··· SOURCE EXTRACT ···

Alternaria brassicae (dark spot of crucifers)

An IPM programme for the control of A. brassicae has been developed (Eastburn, 1989). Some other studies have also presented an integrated multi-pronged approach to disease control (Kolte, 1985; Tewari, 1985; Humpherson-Jones, 1992; Saharan, 1992; Verma and Saharan, 1992; Seidle et al., 1995; Kharbanda and Tewari, 1996).

There are no known quarantine restrictions on A. brassicae, perhaps because the pathogen is dispersed effectively by wind, is widely distributed around the world, and does not possess an extremely high pathogenic variability.

···

* [WORK REQUEST A]:
Return the stretch of the Alternaria brassicae passage from "An IPM programme" through "high pathogenic variability.", copied word for word.
* [WORK REQUEST B]:
Please resume the Alternaria brassicae passage with new sentences that pick up after its final one.
The entries that come after this Alternaria brassicae passage have nothing to do with it.

··· SOURCE DATA ···

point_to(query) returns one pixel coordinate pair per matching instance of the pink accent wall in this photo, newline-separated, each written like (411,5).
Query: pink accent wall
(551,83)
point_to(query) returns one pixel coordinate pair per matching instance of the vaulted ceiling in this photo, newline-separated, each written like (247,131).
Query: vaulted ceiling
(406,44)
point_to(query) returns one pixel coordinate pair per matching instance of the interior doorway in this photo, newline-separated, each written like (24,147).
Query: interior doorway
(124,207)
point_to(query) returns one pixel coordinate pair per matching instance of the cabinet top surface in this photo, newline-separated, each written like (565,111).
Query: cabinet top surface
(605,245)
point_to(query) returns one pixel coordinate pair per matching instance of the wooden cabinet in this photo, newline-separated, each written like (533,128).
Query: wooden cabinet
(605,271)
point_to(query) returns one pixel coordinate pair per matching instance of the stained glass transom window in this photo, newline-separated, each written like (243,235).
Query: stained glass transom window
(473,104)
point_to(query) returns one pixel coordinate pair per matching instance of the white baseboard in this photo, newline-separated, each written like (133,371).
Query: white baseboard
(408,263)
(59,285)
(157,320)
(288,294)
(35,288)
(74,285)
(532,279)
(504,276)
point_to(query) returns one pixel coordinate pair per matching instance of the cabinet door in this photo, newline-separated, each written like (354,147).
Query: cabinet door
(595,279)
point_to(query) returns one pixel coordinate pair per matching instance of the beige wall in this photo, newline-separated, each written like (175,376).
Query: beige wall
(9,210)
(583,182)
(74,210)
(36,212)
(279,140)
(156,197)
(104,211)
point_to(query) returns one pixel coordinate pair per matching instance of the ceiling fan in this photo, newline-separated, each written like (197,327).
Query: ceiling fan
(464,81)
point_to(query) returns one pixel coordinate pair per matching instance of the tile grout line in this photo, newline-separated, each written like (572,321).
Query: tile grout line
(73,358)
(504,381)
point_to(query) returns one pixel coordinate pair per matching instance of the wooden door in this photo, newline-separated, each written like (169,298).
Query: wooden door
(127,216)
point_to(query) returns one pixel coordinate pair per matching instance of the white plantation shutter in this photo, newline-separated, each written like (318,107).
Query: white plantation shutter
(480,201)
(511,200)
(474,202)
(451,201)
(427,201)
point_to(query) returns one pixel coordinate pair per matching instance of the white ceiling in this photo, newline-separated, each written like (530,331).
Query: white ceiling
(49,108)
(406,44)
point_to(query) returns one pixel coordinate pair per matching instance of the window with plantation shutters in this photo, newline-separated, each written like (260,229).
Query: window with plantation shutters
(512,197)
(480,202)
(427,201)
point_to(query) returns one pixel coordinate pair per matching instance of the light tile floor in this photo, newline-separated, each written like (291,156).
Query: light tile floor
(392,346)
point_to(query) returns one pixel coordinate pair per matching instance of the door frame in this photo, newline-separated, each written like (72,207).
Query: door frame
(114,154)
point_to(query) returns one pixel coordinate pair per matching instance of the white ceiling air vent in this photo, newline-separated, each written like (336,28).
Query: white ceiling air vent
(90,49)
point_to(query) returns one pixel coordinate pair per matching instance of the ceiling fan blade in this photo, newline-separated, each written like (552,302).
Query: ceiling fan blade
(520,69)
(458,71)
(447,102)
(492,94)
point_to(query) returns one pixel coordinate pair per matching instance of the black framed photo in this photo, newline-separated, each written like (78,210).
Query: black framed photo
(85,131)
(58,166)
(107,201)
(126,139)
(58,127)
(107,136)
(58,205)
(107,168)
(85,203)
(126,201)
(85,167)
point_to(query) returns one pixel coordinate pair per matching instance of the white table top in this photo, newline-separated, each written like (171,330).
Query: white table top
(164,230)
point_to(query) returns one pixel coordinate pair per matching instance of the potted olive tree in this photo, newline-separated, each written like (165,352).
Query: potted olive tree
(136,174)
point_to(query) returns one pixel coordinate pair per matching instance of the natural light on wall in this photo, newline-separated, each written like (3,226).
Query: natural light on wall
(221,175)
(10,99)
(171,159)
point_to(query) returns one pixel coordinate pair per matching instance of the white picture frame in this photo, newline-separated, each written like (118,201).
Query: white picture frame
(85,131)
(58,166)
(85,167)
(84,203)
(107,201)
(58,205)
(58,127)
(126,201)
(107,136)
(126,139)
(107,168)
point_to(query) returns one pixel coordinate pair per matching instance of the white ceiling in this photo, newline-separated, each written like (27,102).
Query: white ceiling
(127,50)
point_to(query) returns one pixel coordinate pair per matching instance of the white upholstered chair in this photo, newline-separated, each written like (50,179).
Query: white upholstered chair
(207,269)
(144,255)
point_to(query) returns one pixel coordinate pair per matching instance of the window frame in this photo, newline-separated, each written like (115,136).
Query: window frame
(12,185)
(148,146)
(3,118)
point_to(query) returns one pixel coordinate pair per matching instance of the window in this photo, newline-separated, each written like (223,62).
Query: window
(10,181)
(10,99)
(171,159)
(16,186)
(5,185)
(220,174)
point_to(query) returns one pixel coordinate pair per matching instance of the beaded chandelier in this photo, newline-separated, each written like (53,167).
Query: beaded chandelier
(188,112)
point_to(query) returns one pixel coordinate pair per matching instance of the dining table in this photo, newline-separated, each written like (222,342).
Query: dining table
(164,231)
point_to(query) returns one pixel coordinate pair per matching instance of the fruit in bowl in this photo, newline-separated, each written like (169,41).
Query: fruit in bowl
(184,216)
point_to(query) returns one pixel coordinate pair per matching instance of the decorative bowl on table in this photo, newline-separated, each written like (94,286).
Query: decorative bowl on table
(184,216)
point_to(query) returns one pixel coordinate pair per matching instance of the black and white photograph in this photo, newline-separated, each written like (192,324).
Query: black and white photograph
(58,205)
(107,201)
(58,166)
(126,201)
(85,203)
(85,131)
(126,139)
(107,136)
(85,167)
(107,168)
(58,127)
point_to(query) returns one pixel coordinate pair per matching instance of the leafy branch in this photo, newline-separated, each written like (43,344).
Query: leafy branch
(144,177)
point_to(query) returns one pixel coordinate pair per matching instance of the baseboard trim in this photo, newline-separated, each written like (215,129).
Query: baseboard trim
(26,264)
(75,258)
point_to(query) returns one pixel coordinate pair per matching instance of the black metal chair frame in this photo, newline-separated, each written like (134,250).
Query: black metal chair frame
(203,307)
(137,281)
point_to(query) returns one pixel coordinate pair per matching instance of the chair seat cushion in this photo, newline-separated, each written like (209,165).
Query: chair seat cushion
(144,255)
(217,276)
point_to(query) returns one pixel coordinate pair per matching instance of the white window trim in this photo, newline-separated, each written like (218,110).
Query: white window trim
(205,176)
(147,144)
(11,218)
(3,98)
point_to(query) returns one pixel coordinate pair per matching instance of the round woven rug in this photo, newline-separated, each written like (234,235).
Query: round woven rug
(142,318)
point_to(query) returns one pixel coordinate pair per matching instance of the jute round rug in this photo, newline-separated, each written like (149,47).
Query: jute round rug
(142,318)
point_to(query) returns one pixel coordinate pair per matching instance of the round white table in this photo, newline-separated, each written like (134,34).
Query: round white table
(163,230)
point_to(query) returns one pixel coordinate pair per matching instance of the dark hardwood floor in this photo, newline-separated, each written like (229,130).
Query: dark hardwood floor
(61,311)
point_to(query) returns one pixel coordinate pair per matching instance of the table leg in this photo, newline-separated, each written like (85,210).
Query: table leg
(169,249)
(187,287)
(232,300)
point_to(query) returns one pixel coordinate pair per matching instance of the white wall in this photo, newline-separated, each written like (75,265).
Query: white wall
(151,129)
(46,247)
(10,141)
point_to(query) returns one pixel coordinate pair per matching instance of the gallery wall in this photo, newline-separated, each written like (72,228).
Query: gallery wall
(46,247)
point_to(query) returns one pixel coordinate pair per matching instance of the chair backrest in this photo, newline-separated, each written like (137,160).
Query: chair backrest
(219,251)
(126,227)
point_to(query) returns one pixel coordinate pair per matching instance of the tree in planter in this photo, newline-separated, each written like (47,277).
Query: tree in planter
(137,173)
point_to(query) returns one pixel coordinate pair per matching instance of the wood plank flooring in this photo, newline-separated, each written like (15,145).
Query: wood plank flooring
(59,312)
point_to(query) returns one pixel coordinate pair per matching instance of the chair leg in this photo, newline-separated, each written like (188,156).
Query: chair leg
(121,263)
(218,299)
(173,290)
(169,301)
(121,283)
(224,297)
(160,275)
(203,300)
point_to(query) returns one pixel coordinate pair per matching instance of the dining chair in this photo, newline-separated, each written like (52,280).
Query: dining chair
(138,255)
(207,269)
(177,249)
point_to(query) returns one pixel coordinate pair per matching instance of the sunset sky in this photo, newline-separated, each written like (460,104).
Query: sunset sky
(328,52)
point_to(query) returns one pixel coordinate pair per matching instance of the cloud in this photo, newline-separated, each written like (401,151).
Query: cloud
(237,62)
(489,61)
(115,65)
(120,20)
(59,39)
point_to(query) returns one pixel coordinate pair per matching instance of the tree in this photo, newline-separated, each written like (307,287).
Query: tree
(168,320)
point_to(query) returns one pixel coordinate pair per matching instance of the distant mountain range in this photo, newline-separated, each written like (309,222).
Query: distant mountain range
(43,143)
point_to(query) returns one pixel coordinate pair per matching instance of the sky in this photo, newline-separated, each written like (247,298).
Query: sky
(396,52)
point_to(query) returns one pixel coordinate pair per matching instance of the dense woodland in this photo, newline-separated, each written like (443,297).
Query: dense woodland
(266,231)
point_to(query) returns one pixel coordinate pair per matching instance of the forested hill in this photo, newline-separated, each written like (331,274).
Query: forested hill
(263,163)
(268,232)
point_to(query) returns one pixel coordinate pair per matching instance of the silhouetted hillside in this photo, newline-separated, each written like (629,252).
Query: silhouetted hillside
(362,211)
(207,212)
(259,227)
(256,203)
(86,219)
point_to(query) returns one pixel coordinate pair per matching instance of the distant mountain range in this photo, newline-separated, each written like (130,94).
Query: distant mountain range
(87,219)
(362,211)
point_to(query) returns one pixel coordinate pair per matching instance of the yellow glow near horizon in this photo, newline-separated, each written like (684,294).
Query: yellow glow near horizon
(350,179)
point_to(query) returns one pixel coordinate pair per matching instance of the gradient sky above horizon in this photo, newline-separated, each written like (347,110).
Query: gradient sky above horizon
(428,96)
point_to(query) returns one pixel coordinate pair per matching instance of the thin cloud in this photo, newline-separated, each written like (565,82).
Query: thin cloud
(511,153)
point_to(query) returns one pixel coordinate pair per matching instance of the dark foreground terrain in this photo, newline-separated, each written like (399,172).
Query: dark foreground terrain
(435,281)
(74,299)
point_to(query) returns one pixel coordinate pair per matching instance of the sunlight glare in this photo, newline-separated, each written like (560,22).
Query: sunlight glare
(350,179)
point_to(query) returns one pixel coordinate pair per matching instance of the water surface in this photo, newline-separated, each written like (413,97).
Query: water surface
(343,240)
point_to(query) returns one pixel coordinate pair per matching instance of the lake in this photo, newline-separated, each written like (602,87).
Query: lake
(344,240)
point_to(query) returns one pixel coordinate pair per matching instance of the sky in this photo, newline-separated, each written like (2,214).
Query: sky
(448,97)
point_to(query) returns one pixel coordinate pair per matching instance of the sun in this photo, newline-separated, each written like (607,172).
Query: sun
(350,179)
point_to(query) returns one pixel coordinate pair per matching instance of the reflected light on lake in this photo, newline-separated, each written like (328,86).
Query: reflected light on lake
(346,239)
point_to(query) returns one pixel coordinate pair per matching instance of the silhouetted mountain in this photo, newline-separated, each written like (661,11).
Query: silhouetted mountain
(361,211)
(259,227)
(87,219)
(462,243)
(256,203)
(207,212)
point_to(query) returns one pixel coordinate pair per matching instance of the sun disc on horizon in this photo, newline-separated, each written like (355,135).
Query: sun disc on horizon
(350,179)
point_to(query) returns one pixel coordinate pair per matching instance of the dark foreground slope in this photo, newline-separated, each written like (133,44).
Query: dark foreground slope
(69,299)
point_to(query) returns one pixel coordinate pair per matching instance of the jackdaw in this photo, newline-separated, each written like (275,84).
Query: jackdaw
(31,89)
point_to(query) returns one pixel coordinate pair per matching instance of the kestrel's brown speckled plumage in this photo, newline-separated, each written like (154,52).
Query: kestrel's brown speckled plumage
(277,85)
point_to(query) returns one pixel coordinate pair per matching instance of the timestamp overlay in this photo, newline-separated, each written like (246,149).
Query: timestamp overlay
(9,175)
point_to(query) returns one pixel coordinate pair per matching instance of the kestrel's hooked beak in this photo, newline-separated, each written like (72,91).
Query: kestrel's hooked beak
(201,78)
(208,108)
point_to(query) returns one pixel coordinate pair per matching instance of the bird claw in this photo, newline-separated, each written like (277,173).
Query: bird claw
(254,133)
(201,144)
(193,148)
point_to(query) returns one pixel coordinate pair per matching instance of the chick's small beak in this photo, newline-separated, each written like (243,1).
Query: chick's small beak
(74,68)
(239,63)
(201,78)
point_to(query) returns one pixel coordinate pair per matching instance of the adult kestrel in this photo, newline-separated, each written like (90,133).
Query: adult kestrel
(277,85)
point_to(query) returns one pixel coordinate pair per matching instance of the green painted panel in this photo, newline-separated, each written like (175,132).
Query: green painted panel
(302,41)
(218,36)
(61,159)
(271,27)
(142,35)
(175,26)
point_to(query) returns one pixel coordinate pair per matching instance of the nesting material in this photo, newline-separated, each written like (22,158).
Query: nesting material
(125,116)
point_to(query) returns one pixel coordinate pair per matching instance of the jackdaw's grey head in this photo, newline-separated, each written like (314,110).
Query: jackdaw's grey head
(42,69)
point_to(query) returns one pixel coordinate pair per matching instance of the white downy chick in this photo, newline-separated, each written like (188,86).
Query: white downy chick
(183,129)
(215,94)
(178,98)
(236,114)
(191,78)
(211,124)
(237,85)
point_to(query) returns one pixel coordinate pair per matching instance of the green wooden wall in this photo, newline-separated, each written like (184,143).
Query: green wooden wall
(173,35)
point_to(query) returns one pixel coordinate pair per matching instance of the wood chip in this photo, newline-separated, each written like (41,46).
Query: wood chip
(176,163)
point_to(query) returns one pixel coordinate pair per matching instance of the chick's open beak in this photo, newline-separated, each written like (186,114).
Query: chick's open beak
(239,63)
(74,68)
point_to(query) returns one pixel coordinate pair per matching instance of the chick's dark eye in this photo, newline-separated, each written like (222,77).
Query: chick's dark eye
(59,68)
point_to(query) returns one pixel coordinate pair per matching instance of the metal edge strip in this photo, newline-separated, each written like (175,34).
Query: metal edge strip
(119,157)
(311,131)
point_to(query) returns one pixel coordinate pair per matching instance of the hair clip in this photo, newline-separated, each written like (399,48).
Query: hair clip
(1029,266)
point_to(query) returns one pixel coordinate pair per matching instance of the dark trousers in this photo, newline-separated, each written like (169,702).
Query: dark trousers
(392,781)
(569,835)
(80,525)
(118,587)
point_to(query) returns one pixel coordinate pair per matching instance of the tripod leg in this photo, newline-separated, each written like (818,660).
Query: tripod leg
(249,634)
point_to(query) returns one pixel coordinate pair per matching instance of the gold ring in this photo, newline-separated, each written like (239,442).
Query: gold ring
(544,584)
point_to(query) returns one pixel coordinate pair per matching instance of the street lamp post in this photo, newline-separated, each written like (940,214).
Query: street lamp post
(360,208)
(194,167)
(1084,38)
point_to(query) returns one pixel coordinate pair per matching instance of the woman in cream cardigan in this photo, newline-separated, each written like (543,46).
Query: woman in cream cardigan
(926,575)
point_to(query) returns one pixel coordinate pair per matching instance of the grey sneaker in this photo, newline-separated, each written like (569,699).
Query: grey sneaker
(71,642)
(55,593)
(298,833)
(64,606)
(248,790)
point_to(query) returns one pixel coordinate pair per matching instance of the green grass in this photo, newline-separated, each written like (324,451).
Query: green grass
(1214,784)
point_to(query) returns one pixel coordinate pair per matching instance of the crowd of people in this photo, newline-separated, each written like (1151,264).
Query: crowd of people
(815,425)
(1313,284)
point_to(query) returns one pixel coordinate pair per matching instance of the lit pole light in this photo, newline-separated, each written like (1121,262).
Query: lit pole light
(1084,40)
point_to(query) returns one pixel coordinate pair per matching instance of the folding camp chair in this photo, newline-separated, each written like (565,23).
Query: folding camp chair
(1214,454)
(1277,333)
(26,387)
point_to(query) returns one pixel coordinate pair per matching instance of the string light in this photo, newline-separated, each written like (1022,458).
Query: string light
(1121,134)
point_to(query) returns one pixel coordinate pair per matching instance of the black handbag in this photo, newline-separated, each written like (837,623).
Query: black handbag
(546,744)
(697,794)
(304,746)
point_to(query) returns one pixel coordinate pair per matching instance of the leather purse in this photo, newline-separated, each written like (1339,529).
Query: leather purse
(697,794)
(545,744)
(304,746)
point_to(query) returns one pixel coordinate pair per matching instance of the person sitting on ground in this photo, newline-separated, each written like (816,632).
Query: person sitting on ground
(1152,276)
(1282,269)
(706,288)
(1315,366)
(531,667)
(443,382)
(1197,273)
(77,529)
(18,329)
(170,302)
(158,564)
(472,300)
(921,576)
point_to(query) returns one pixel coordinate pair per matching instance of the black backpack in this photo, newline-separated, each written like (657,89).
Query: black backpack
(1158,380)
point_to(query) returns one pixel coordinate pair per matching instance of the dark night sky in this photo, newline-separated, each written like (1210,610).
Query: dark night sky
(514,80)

···

* [TASK RESPONSE A]:
An IPM programme for the control of A. brassicae has been developed (Eastburn, 1989). Some other studies have also presented an integrated multi-pronged approach to disease control (Kolte, 1985; Tewari, 1985; Humpherson-Jones, 1992; Saharan, 1992; Verma and Saharan, 1992; Seidle et al., 1995; Kharbanda and Tewari, 1996).

There are no known quarantine restrictions on A. brassicae, perhaps because the pathogen is dispersed effectively by wind, is widely distributed around the world, and does not possess an extremely high pathogenic variability.

* [TASK RESPONSE B]:
A. brassicae survives on the stubble of crop and weed host plants (Tewari, 1985; Madej, 1986; Humpherson-Jones, 1989; Ansari et al., 1989; Kharbanda and Tewari, 1996). Therefore, crop rotation will reduce the severity of blackspot disease.Proper fertilization and adjustment of sowing and harvesting time based on local weather conditions will also help reduce losses caused by A. brassicae (Mian and Akanda, 1989; Dasgupta et al., 1991; Humpherson-Jones, 1992; Chung and Huang, 1993c; Sharma and Kolte, 1994; Verma and Saharan, 1994; Seidle et al., 1995; Kharbanda and Tewari, 1996). Weed control is important in reducing the severity of blackspot because A. brassicae has a rather wide host range (Saharan et al., 1982; Tripathi and Kaushik, 1984; Tewari, 1985; Ansari et al., 1990). Seed infection by A. brassicae declines significantly with time, especially in the tropics where the summer temperatures are high (Chahal, 1981; Humpherson-Jones, 1992; Kumar and Gupta, 1994; Verma and Saharan, 1994; Seidle et al., 1995; Tewari and Kharbanda, 1996; Rimmer et al., 1999). A. brassicae levels are lower in swathed than in straight-combined seed of B. rapa (Duczek et al., 1999). These may be a good ways of reducing seedborne inoculum of A. brassicae.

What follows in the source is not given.